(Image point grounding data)
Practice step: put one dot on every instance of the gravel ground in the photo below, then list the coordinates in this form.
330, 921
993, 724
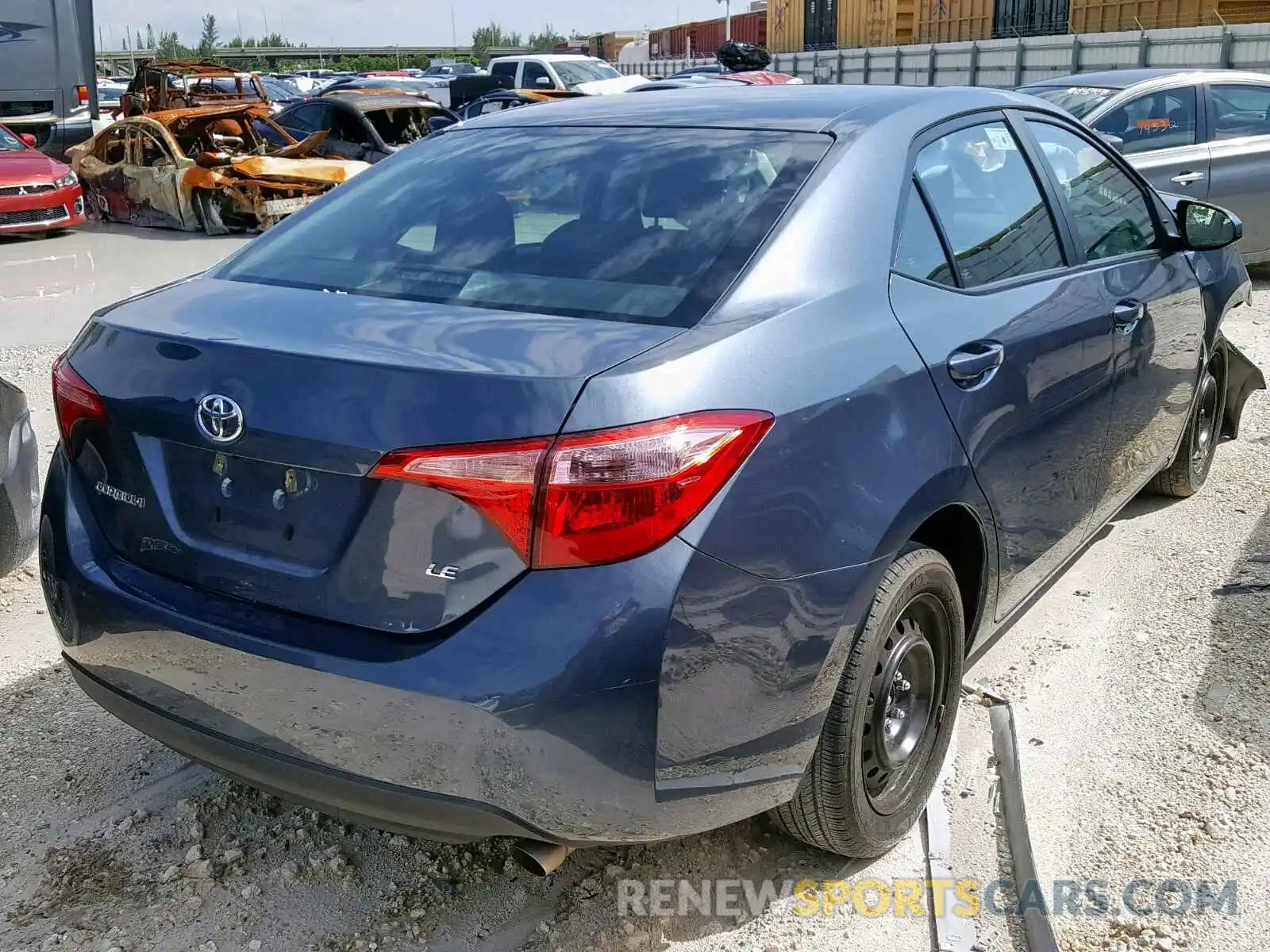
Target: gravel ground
1140, 689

- Task directions:
The records shown above are to be repeated exactly, with the pictures left out.

- Exercise response:
Practice step: put one dot on every instance of the gravel ground in the photo below, then list the coordinates in this form.
330, 921
993, 724
Target: gravel ground
1140, 689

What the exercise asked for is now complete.